### Provided passage
------------------------------
Backtick quotes are now tokenized. More tests and pytest fixtures

pandas-dev · jreback · Mar 20, 2019 · Jan 26, 2019 · Jan 26, 2019 · Feb 15, 2019
commit bfebb9dc690c2e7a60d12c20c2938eae46dc0953
diff --git a/pandas/core/computation/common.py b/pandas/core/computation/common.py
@@ -1,10 +1,14 @@
 import numpy as np
 
-from pandas.compat import reduce
+from pandas.compat import reduce, string_types
 
 import pandas as pd
 
 
+# A token value Python's tokenizer probably will never use.
+_BACKTICK_QUOTED_STRING = 100
+
+
 def _ensure_decoded(s):
     """ if we have bytes, decode them to unicode """
     if isinstance(s, (np.bytes_, bytes)):
@@ -22,5 +26,13 @@ def _result_type_many(*arrays_and_dtypes):
         return reduce(np.result_type, arrays_and_dtypes)
 
 
+def clean_column_name_with_spaces(name):
+    """Check if name contains any spaces, if it contains any spaces
+    the spaces will be removed and an underscore suffix is added."""
+    if not isinstance(name, string_types) or " " not in name:
+        return name
+    return "_BACKTICK_QUOTED_STRING_" + name.replace(" ", "_")
------------------------------
### Given data

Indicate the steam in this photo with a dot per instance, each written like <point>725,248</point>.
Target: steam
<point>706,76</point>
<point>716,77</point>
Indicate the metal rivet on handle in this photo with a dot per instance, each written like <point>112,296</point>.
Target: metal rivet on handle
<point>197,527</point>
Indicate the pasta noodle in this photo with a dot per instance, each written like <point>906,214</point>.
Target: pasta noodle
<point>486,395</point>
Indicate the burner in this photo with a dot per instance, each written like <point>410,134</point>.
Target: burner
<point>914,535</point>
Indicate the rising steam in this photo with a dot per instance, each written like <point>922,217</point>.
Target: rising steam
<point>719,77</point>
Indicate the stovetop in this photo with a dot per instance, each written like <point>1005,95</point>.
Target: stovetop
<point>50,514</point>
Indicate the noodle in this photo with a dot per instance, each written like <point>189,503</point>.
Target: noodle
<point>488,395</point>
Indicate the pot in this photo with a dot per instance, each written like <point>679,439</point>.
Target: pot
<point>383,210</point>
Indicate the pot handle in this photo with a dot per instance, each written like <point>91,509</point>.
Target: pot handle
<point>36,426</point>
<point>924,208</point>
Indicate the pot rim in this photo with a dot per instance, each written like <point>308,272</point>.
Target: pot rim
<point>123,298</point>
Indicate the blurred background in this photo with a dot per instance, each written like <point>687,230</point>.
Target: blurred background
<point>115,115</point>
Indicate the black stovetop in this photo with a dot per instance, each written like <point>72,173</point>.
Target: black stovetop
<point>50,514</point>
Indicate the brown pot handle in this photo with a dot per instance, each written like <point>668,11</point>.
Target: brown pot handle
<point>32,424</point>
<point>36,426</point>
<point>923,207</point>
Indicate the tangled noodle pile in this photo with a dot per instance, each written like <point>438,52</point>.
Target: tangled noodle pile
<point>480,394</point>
------------------------------
### List of tasks
1) In the pandas commit diff, list every function name that appears right after the word "def".
2) Using the pandas commit diff, say whether each statement is true, and quote the words that decide it: (a) the constant _BACKTICK_QUOTED_STRING is set to 100; (b) clean_column_name_with_spaces gives back a name with no spaces unchanged; (c) clean_column_name_with_spaces swaps spaces for hyphens.
3) Carry on the pandas commit diff from its last line.

### Answers given
1) _ensure_decoded, _result_type_many, clean_column_name_with_spaces

2)
(a) Yes: "_BACKTICK_QUOTED_STRING = 100"
(b) Yes: "if not isinstance(name, string_types) or " " not in name:" followed by "return name"
(c) No: "name.replace(" ", "_")"

3)
+
+
 class NameResolutionError(NameError):
     pass
diff --git a/pandas/core/computation/expr.py b/pandas/core/computation/expr.py
@@ -3,6 +3,8 @@
 
 import ast
 from functools import partial
+import itertools as it
+import operator as op
 import tokenize
 
 import numpy as np
@@ -13,6 +15,8 @@
 from pandas import compat
 from pandas.core import common as com
 from pandas.core.base import StringMixin
+from pandas.core.computation.common import (
+    _BACKTICK_QUOTED_STRING, clean_column_name_with_spaces)
 from pandas.core.computation.ops import (
     _LOCAL_TAG, BinOp, Constant, Div, FuncNode, Op, Term, UnaryOp,
     UndefinedVariableError, _arith_ops_syms, _bool_ops_syms, _cmp_ops_syms,
@@ -31,7 +35,13 @@ def tokenize_string(source):
         A Python source code string
     """
     line_reader = StringIO(source).readline
-    for toknum, tokval, _, _, _ in tokenize.generate_tokens(line_reader):
+    token_generator = tokenize.generate_tokens(line_reader)
+    for toknum, tokval, _, _, _ in token_generator:
+        if tokval == '`':
+            tokval = " ".join(it.takewhile(
+                lambda tokval: tokval != '`',
+                map(op.itemgetter(1), token_generator)))
+            toknum = _BACKTICK_QUOTED_STRING
         yield toknum, tokval
 
 
@@ -102,6 +112,30 @@ def _replace_locals(tok):
     return toknum, tokval
 
 
+def _clean_spaces_backtick_quoted_names(tok):
+    """Clean up a column name if surrounded by backticks.
+
+    Backtick quoted string are indicated by a certain tokval value. If a string
+    is a backtick quoted token it will processed by
+    :func:`clean_column_name_with_spaces` so that the parser can find this
+    string when the query is executed. See also :meth:`DataFrame.eval`.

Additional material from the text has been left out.